START Data for this exercise
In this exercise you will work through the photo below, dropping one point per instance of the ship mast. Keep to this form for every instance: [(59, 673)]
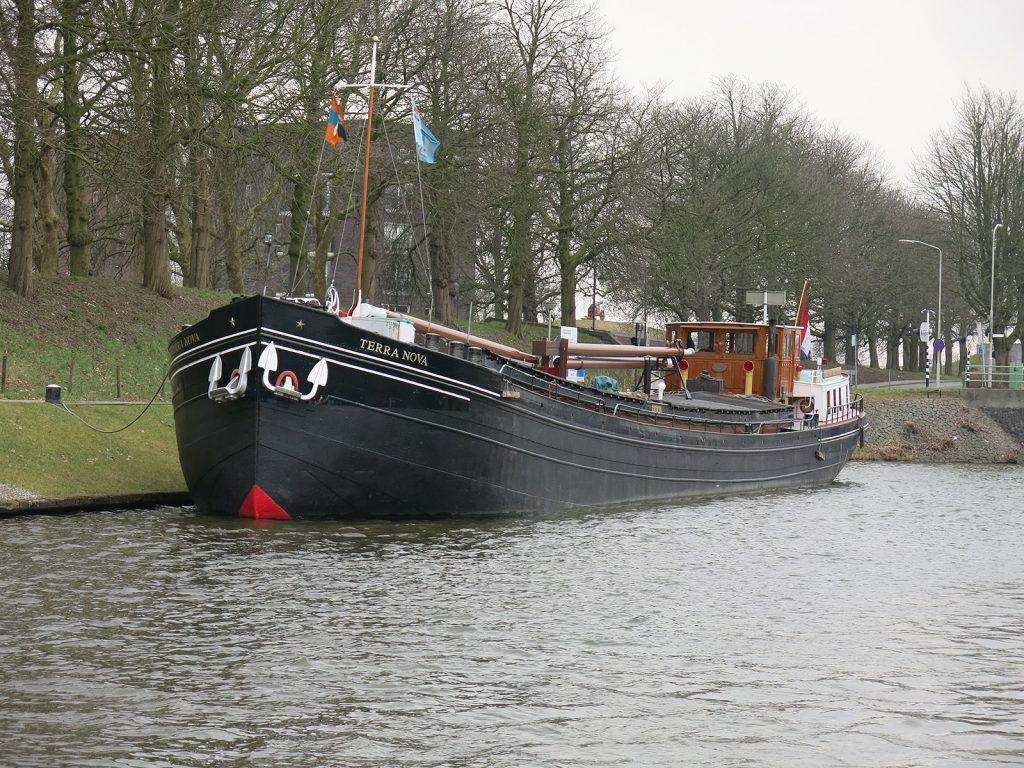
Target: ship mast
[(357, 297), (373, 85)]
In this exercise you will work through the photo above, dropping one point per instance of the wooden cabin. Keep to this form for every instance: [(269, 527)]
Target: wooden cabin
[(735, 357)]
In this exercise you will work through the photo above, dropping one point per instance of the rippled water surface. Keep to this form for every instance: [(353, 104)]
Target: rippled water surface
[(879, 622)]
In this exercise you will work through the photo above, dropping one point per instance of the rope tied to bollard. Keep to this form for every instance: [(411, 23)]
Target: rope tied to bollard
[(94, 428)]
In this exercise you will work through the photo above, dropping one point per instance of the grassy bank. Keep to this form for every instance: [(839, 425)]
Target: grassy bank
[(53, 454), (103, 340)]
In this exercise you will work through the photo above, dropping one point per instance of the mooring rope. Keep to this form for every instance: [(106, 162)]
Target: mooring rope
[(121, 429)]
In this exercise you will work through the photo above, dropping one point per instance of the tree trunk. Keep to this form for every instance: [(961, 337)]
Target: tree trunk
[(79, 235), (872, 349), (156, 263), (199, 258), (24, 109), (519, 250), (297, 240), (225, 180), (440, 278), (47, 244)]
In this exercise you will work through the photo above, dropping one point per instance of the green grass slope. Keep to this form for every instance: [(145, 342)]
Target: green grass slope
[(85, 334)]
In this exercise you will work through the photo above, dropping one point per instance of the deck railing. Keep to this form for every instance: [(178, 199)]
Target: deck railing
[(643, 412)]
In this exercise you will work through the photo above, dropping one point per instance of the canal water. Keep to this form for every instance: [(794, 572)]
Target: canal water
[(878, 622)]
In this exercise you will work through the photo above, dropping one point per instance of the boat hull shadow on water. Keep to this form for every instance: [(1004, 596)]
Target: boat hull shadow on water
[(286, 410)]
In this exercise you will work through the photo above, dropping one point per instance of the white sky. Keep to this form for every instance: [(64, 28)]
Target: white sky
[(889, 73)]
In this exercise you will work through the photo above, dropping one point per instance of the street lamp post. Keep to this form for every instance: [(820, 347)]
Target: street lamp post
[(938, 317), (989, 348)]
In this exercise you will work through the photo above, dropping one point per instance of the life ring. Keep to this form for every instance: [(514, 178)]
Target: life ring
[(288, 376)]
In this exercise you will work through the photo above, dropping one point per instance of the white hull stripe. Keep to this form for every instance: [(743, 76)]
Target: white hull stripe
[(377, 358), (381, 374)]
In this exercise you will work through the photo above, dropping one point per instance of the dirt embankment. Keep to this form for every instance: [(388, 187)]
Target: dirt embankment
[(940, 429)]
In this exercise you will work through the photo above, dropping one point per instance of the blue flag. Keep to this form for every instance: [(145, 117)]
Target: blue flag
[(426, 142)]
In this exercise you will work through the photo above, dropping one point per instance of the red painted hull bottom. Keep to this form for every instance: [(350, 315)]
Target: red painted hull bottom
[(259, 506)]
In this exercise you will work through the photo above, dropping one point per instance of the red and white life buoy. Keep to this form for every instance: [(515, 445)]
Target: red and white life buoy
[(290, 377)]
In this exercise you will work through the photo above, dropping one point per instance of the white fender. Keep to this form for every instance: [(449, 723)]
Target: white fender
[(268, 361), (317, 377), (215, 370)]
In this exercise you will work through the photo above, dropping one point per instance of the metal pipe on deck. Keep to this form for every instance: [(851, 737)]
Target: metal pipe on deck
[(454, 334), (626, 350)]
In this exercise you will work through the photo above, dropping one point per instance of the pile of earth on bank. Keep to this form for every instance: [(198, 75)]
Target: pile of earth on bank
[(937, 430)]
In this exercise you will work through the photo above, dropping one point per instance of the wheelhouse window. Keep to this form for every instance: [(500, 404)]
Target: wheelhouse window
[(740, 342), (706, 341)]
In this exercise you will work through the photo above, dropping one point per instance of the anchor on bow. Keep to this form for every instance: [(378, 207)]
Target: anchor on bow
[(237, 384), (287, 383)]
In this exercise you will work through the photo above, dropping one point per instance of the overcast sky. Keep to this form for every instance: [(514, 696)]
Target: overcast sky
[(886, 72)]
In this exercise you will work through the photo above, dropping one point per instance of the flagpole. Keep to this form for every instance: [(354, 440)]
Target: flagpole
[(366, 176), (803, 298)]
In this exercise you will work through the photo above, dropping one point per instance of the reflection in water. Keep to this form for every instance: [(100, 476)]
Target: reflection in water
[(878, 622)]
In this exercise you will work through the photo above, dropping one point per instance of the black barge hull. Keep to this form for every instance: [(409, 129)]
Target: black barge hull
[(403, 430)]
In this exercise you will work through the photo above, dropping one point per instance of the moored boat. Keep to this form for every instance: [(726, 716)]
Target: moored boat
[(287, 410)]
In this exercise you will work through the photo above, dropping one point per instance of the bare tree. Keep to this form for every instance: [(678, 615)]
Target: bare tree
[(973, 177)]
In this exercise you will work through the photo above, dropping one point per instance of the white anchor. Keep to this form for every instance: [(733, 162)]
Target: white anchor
END Data for this exercise
Task directions - Set down the entries above exactly, and keep every picture out of your copy.

Written solution -
In this exercise you will work through the photo below, dropping one point per instance of the ship mast. Keep to this form for every instance: [(59, 673)]
Target: ship mast
[(357, 297), (373, 85)]
In this exercise you will work through the photo above, dropping one point per instance of the wooden cabin. Keep to this form for every instance: [(269, 527)]
Target: wooden cabin
[(735, 357)]
In this exercise you will work through the photo above, dropping one point per instance of the rippled water surface. Keep to this form for every instance: [(353, 104)]
Target: rippled water surface
[(879, 622)]
In this exercise you will work through the photo above, dropping one point per instance of the rope tied to bollard. Keep to this form for every instance: [(411, 23)]
Target: rope tied to bollard
[(94, 428)]
In this exercise you will work through the photo above, dropping one point per instance of the grassy bank. Keep to this form for every instance: [(839, 425)]
Target: grassy bank
[(53, 454), (103, 340)]
In this exercise you will work through the photo above, dropping one point per instance of the mooring rope. Keep to this form for every instance: [(106, 162)]
Target: mooring rope
[(121, 429)]
In this exercise you will work through the photo above, dropping one point per instance of the tree trunk. Keep to this form for every instance: [(961, 337)]
Target: tree trunk
[(79, 235), (872, 349), (156, 263), (199, 258), (24, 109), (519, 250), (297, 240), (225, 180), (440, 278), (47, 244)]
In this exercise you will work through the photo above, dropping one point per instance of the green grass slope. Keep to this form for every instance: [(145, 342)]
Target: green grass slope
[(85, 334)]
In this exercise you will work through the photo above, dropping one point per instance of the deck railing. Keep to this form for every instance: [(178, 199)]
Target: deck railing
[(643, 412)]
In this exercise you will work through the photo above, dropping one point per instance of the canal water. Keep to this form for every instance: [(794, 572)]
Target: canal water
[(878, 622)]
In this exercise you will work through the photo above, dropping one point per instance of the boat hull shadow on water. Keep to this form for every instance: [(1004, 596)]
Target: boat hull shadow on water
[(286, 410)]
In this exercise you will work through the photo above, dropping one point per instance of the white sky. Keep to this form for every instance: [(64, 28)]
Target: white sky
[(889, 73)]
In this exercise you will work through the photo above, dropping one point per instance of the street lamp post. Keep to this form for every instance: [(820, 347)]
Target: street lamp post
[(938, 317), (989, 348)]
In this exercise you will work through the photo above, dropping one point per instance of the life ring. Keep to this form for every instance: [(514, 178)]
Target: life ring
[(288, 376)]
In this exercise you will work through the photo above, dropping one point per instance of the white hull stripe. Keep to this form for every instance: [(743, 76)]
Target: white hull stripe
[(377, 358), (381, 374)]
In this exercise you will work through the photo above, dropping one point per instance of the dirt embankment. Keep to this form for every instance: [(388, 187)]
Target: dirt embankment
[(940, 429)]
In this exercise you will work through the photo above, dropping one point per instance of the blue flag. Keep to this form for every instance: [(145, 117)]
Target: blue flag
[(426, 142)]
In this exercise you will work through the photo above, dropping one point per instance of the red painted hull bottom. Keep to this form for every instance: [(350, 315)]
Target: red painted hull bottom
[(259, 506)]
In this exercise you will work through the photo above, dropping one point per instance of the red and white life buoy. Keep to this form for every instance: [(515, 445)]
Target: red and white life buoy
[(290, 377)]
In this exercise you will work through the photo above, dropping one point per instance of the white fender. Keep to this form for every instance: [(449, 723)]
Target: white fender
[(268, 361), (317, 377), (215, 370)]
In this exercise you will work through the photo above, dropping one point per instance of the metal pipe on deck. Keep to this form for every instance: [(851, 737)]
Target: metal pipe on deck
[(454, 334), (626, 350)]
In this exercise you will work through the photo above, dropping one point per instance of the pile of earth on bank. Keep to this form for every instance: [(198, 75)]
Target: pile of earth on bank
[(937, 430)]
In this exercise you will work through the photo above, dropping one point per instance of the wheelhouse window. Keep to this form for every instance: [(500, 404)]
Target: wheelhouse window
[(740, 342), (706, 341)]
In this exercise you will work through the photo above, dropping one point per instance of the anchor on bow. Keep to this form for every instance: [(378, 207)]
Target: anchor on bow
[(237, 384), (287, 383)]
In this exercise you will work through the photo above, dropping one point per instance of the overcast sky. Keep to this form for every instance: [(514, 696)]
Target: overcast sky
[(886, 72)]
In this exercise you will work through the photo above, dropping one point per instance of the flagpole. Keep to this form for every instance: [(354, 440)]
Target: flagpole
[(366, 176), (803, 298)]
In this exercise you will work through the photo above, dropping one point per instance of the reflection in water. Keep to this form for every instance: [(100, 476)]
Target: reflection in water
[(878, 622)]
In this exercise you will work through the photo above, dropping one point per instance of the black barge hull. Keep to this form for every instance: [(409, 129)]
Target: black barge hull
[(403, 430)]
In this exercise you will work through the photo above, dropping one point per instance of the moored boat. Keep to this form for every instance: [(726, 716)]
Target: moored boat
[(287, 410)]
In this exercise you will work through the photo above, dropping one point per instance of the bare tree. Keep to this form for every instance: [(678, 615)]
Target: bare tree
[(973, 177)]
In this exercise you will work through the photo above, dropping one point per instance of the white anchor. Keep to this form for every instance: [(733, 162)]
Target: white anchor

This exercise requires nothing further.